Let $(X, \mathcal{B})$ be a measurable space and suppose $\lambda_n$ is a sequence of finite measures s.t. $\lambda = \sum_{n=1}^\infty \lambda_n$ is finite. I want to show that if $\mu$ is a measure s.t. $\lambda_n\,\bot\,\,\mu$ for all $n$, then $\lambda\,\bot\,\, \mu$ as well.

Note that I'm using Royden's notion of a mutual singular measure: that is, $\lambda \,\bot\,\, \mu$ iff $\exists A, B \in \mathcal{B}$ s.t. $A \cup B = X$, $A \cap B = \emptyset$ and $\mu(A) = \lambda(B) = 0$.

  1. Consider that for each $n \in \mathbb{N}$, $\lambda_n\,\bot\,\,\mu$ implies that $\exists A_n, B_n \in \mathcal{B}$ s.t. $\mu(A_n) = \lambda_n (B) = 0$ with $A_n \cup B_n = X$ and $A_n \cap B_n = \emptyset$.

» Raw data:
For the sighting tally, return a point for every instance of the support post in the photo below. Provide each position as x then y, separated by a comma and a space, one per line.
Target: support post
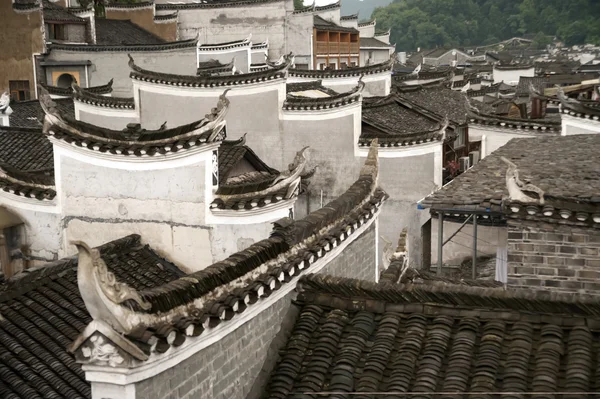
474, 247
440, 241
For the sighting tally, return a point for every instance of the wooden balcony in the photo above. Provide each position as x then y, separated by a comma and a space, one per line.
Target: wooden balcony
336, 48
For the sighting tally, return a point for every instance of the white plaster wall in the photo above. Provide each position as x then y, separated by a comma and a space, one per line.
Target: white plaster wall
367, 31
511, 77
42, 230
220, 25
105, 117
299, 36
332, 15
108, 65
494, 138
166, 207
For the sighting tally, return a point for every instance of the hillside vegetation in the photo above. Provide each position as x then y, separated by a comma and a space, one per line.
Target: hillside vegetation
432, 23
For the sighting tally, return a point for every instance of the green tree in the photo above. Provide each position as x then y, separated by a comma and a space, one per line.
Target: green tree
430, 23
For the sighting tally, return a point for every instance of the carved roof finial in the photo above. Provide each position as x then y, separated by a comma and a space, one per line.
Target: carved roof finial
516, 187
100, 290
4, 101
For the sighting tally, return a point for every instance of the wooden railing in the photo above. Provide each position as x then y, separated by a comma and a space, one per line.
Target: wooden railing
328, 48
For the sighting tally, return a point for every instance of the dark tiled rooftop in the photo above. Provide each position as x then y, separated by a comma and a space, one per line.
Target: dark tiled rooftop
25, 149
356, 336
323, 24
56, 13
43, 312
372, 42
440, 100
565, 167
123, 32
29, 114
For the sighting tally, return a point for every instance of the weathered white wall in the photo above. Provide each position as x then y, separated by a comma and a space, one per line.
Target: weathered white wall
220, 25
494, 137
254, 109
367, 30
572, 125
40, 234
511, 77
107, 65
299, 37
165, 206
241, 55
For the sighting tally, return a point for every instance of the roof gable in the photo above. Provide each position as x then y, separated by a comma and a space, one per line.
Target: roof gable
43, 312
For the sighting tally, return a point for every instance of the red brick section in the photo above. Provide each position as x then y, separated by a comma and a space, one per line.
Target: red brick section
553, 257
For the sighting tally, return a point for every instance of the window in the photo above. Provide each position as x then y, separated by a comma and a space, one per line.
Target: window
19, 90
56, 32
460, 138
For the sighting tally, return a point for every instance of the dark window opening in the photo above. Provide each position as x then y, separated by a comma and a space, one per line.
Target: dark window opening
19, 90
56, 32
65, 80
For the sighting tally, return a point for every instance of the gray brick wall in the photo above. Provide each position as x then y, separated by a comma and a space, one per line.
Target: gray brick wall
231, 367
557, 258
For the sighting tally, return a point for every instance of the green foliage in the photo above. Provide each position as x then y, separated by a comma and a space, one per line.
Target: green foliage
433, 23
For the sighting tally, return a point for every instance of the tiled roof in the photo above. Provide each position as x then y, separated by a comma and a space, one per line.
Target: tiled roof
135, 141
26, 163
215, 67
111, 32
307, 86
29, 114
394, 124
371, 42
276, 72
539, 83
68, 91
344, 73
213, 4
323, 24
439, 99
43, 312
26, 150
231, 153
56, 13
565, 167
361, 337
302, 103
88, 97
219, 292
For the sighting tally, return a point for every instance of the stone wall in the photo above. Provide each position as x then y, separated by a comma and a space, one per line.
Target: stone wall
557, 258
21, 35
229, 368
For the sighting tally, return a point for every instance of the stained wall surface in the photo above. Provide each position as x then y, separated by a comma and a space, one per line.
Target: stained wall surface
230, 367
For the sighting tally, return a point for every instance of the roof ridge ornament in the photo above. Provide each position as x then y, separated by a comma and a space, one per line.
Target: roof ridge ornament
101, 292
4, 102
516, 187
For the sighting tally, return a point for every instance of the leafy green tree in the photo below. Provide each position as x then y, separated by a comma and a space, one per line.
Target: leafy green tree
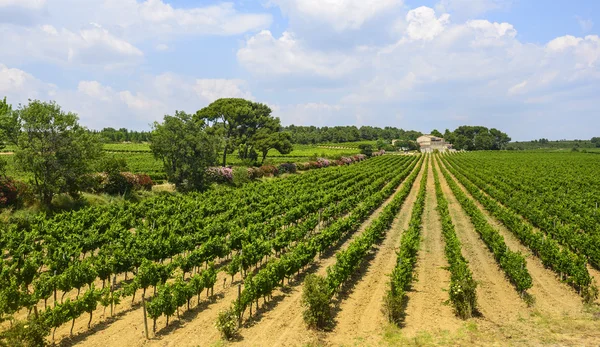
366, 149
245, 125
266, 140
227, 118
436, 133
53, 147
186, 150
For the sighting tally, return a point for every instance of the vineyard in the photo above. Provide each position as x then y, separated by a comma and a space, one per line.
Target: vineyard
472, 248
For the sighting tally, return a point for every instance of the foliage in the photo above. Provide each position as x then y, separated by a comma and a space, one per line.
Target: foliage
28, 333
315, 297
366, 149
463, 294
476, 138
246, 126
12, 193
562, 247
54, 149
337, 134
186, 150
513, 264
227, 323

» Your tasks:
1: In two sentences, summarize the excerpt on mutually singular measures.
2: Recast as a short list the paragraph of the excerpt on mutually singular measures that begins "Note that I'm using Royden's notion".

» The answers:
1: The excerpt aims to prove that if every finite measure λₙ in a sequence on a measurable space (X, 𝓑) is mutually singular with a measure μ, and the sum λ = Σ λₙ is finite, then λ is also mutually singular with μ. It uses Royden's definition, under which λ ⊥ μ means X splits into disjoint measurable sets A and B with μ(A) = λ(B) = 0, and it starts by taking such a pair of sets Aₙ, Bₙ for each n.

2:
- Definition used: Royden's notion of mutually singular measures.
- λ ⊥ μ holds exactly when there are sets A, B ∈ 𝓑 with:
  - A ∪ B = X
  - A ∩ B = ∅
  - μ(A) = λ(B) = 0